### Tarefa 1:
Transcreva do texto sobre o Vale do Panjshir tudo o que vai desde "Mesmo entre os" até "atravessa o desfiladeiro.".
### Tarefa 2:
De acordo com o texto sobre o Vale do Panjshir, por que a polícia está construindo um novo ponto de inspeção na estrada do desfiladeiro? Responda em uma a três frases.

━━━ Texto fornecido

Mesmo entre os afegãos, que geralmente temem estrangeiros, a etnia tajik, do Vale do Panjshir, é um grupo especialmente desconfiado. Portanto, eles têm a sorte de terem sido abençoados com a coisa mais parecida com uma placa natural de "afaste-se": um desfiladeiro profundo e estreito na boca do vale, feito sob medida para tocaias e bloqueios.
Já faz muito tempo desde que eles precisaram recorrer a esse tipo de estratégia. Porém, caso alguém venha a pensar que o Panjshir, que liderou a resistência ao Talibã nos anos 90 e ao domínio soviético na década anterior, baixou a guarda, a polícia do vale está construindo um novo ponto de inspeção reforçado na estrada que atravessa o desfiladeiro.
Muhammad Rafiq, o policial de barbas grisalhas que toma conta do posto avançado, resumiu de forma sucinta a razão:
- Qualquer pessoa pode ser do Talibã. Podemos combater o talibã se eles quiserem voltar. Todos sabemos das possibilidades no Afeganistão - afirmou.

━━━━━━
━━━ Conjunto de dados

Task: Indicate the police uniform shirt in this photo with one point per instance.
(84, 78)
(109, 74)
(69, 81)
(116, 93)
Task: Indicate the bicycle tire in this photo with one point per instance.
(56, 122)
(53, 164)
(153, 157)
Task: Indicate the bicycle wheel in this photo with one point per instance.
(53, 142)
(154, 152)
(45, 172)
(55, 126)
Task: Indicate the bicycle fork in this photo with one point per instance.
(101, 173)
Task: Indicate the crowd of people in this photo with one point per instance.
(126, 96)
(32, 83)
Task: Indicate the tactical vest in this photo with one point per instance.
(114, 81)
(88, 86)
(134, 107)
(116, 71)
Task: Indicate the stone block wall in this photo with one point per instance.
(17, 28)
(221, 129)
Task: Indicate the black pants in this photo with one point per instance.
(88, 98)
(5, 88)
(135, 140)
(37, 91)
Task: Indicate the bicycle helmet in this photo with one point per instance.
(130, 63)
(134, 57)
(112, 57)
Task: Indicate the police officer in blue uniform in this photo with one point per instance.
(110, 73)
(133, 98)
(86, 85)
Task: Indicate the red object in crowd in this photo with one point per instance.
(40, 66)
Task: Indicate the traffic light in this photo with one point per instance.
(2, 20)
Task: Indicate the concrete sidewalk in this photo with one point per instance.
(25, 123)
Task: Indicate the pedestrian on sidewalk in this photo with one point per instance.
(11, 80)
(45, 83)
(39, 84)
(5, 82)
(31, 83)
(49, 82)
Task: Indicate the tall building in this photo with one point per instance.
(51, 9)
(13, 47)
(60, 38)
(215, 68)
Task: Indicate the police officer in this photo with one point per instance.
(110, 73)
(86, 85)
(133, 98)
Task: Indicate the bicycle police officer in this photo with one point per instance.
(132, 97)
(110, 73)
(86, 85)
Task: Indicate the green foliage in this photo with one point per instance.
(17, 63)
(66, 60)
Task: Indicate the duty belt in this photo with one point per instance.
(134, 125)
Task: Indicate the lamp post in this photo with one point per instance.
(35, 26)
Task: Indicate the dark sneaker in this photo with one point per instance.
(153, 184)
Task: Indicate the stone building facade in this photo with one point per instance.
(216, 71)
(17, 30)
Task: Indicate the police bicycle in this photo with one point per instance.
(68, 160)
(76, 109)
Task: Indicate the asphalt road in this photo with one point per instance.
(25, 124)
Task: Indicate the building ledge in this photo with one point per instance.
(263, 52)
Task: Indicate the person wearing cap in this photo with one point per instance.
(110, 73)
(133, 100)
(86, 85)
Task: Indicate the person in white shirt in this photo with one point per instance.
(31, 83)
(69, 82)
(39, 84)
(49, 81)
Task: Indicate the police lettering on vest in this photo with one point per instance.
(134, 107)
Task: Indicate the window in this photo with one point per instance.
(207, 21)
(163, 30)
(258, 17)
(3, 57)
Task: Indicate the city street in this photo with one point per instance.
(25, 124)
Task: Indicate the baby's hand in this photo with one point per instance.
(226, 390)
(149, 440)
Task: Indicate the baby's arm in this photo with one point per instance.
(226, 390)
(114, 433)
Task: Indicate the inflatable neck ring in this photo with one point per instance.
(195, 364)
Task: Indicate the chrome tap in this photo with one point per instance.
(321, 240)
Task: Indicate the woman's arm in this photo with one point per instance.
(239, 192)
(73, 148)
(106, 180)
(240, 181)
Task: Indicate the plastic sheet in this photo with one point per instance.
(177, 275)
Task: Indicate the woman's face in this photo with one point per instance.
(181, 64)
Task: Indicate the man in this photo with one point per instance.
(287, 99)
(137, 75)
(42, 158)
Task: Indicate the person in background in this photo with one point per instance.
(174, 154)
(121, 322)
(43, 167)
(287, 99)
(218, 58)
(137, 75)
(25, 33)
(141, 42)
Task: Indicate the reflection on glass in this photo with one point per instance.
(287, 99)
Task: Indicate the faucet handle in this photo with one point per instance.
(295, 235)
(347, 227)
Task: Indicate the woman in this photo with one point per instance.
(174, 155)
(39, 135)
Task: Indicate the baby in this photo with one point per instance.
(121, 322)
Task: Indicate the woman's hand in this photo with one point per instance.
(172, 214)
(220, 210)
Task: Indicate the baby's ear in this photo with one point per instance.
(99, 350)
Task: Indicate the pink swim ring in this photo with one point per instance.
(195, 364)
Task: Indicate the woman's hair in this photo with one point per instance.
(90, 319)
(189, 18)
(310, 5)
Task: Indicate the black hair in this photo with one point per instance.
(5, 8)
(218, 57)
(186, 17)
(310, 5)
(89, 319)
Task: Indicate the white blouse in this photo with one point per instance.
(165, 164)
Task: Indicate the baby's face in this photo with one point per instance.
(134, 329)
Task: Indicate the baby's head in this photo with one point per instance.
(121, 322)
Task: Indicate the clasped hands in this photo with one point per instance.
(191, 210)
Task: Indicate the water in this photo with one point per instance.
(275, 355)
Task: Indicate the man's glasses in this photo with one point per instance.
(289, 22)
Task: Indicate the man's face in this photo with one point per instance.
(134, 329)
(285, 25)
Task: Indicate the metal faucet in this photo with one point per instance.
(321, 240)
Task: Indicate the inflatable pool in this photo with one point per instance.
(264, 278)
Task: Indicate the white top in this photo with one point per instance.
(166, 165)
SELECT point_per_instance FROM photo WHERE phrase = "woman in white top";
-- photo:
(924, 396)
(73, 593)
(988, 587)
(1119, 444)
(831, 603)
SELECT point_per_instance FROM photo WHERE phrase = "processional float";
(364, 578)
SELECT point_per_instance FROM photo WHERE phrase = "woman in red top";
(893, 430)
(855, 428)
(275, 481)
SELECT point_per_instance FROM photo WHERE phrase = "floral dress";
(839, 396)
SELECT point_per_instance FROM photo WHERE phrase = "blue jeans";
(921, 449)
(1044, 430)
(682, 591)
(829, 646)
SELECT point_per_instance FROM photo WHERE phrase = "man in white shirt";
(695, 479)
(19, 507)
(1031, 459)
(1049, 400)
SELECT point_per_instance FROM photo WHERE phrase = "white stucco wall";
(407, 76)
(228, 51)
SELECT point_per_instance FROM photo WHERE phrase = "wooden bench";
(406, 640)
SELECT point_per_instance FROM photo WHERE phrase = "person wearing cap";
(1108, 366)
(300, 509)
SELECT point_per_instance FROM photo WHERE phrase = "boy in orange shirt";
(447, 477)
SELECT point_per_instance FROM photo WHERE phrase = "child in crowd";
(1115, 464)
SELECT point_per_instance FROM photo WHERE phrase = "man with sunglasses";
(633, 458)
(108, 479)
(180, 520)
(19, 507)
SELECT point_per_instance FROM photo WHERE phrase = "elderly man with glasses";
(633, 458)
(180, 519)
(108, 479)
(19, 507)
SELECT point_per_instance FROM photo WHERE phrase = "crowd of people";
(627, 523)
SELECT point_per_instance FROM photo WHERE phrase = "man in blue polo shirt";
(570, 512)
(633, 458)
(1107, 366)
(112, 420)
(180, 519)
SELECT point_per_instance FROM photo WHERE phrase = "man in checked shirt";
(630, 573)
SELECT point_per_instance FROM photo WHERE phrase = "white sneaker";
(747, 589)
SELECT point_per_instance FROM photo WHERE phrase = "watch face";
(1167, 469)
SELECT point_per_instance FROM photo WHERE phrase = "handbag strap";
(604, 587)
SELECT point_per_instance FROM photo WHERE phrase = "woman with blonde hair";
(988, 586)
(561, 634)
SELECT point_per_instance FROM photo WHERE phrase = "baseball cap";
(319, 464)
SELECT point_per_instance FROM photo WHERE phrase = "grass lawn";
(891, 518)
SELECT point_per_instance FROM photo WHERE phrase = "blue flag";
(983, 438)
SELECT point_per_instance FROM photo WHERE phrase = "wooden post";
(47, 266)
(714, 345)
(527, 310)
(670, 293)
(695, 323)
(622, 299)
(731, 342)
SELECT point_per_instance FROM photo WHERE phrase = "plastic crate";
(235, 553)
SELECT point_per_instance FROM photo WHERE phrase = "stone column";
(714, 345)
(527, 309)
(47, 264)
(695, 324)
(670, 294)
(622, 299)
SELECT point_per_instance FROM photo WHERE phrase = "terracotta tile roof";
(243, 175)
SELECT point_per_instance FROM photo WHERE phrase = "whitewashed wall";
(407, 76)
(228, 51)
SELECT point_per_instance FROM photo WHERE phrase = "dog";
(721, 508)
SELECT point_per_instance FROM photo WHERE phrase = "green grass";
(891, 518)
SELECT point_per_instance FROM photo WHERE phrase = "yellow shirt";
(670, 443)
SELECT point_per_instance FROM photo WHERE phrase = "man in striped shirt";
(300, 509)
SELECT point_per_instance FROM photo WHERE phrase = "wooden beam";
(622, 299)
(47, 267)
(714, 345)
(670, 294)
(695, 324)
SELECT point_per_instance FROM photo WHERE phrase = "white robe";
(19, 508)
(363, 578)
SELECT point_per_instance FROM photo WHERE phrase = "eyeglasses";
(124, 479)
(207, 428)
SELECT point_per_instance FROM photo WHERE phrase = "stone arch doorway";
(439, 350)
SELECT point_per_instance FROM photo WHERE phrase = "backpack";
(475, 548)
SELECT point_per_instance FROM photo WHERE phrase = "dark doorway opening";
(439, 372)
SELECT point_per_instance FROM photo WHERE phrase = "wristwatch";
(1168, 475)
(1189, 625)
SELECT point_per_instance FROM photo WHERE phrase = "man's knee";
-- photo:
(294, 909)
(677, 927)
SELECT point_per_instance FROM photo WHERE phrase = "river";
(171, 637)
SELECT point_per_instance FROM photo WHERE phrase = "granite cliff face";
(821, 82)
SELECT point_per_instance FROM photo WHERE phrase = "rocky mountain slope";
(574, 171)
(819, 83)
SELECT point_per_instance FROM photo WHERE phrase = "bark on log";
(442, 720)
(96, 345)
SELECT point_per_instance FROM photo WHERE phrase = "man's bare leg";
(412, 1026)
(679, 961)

━━━━━━

### Resposta do exercício 1:
Mesmo entre os afegãos, que geralmente temem estrangeiros, a etnia tajik, do Vale do Panjshir, é um grupo especialmente desconfiado. Portanto, eles têm a sorte de terem sido abençoados com a coisa mais parecida com uma placa natural de "afaste-se": um desfiladeiro profundo e estreito na boca do vale, feito sob medida para tocaias e bloqueios.
Já faz muito tempo desde que eles precisaram recorrer a esse tipo de estratégia. Porém, caso alguém venha a pensar que o Panjshir, que liderou a resistência ao Talibã nos anos 90 e ao domínio soviético na década anterior, baixou a guarda, a polícia do vale está construindo um novo ponto de inspeção reforçado na estrada que atravessa o desfiladeiro.

### Resposta do exercício 2:
A polícia constrói o posto para que ninguém pense que o Panjshir, que liderou a resistência ao Talibã nos anos 90 e ao domínio soviético na década anterior, baixou a guarda. O policial Muhammad Rafiq resume a razão dizendo que qualquer pessoa pode ser do Talibã e que eles podem combater o Talibã se este quiser voltar.